=== Selection ===

Common analytic functions in SQL Server 2012

Definition

The CUME_DIST function in SQL Server 2012 calculates the cumulative distribution of a value within a set of values. It determines the relative position of a value in the data set based on its sorted order.

If the data set is sorted in ascending order, CUME_DIST calculates the ratio of rows with values less than or equal to the current value to the total number of rows. If the data set is sorted in descending order, it calculates the ratio of rows with values greater than or equal to the current value to the total number of rows.

Usage example

Run the following code to create a sample data set.

-- Declare a table variable to store data
DECLARE @analytic TABLE(
name varchar(35) , -- Name
dept varchar(35), -- Department
salary money -- Salary
)

=== Stored data ===

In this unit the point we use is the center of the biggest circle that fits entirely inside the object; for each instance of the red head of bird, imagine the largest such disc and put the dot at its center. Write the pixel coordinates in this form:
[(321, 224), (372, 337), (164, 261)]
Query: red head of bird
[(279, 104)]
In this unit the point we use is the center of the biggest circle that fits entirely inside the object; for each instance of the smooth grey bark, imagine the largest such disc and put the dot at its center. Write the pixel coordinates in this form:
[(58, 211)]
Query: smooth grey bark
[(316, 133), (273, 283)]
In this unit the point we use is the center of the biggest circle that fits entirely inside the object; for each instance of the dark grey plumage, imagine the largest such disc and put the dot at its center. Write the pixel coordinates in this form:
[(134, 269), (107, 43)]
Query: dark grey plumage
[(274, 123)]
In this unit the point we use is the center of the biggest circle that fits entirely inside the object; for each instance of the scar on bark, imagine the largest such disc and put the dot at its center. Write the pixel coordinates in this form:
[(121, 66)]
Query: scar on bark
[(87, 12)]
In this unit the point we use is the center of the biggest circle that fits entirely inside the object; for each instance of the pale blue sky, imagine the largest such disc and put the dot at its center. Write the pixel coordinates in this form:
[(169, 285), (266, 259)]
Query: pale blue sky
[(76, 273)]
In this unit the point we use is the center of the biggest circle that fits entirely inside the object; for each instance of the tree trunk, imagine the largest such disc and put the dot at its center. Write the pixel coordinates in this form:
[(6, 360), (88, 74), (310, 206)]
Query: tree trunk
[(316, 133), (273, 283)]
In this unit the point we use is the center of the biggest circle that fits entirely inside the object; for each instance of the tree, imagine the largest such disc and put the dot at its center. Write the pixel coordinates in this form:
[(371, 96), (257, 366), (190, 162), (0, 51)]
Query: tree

===

◆ **Brief 1**
According to the CUME_DIST page, what ratio does the function calculate when the data set is sorted in descending order?
◆ **Brief 2**
Pick up the CUME_DIST usage example right after the table declaration and carry it forward.
You won't need the records for any of this.

◆ **Task answer 1**
The ratio of rows with values greater than or equal to the current value to the total number of rows.

◆ **Task answer 2**
-- Insert data into the table variable
INSERT INTO @analytic 
VALUES
--bd department
('andy01','bd',15000),
('andy02','bd',12000),
('andy03','bd',12000),
('andy04','bd',10000),
('andy05','bd',8000),
--ca department
('andy06','ca',20000),
('andy07','ca',18000),
('andy08','ca',18000),
('andy09','ca',15000),
('andy10','ca',12000),
('andy11','ca',12000),
('andy12','ca',10000),
('andy13','ca',8000),
('andy14','ca',8000),
('andy15','ca',8000)
-- Use the CUME_DIST function to calculate the cumulative distribution
SELECT 
    dept, name, salary,
    CUME_DIST() OVER(PARTITION BY dept ORDER BY salary) AS cume_dist_ 
FROM @analytic
ORDER BY dept, salary DESC

In the bd department, the CUME_DIST() values for ascending salaries are: 8000→0.2, 10000→0.4, 12000→0.8 (for two rows), and 15000→1.0. In the ca department, the values are: 8000→0.3 (for three rows), 10000→0.4, 12000→0.6 (for two rows), 15000→0.7, 18000→0.9 (for two rows), and 20000→1.0. Rows with the same salary have the same cumulative distribution value.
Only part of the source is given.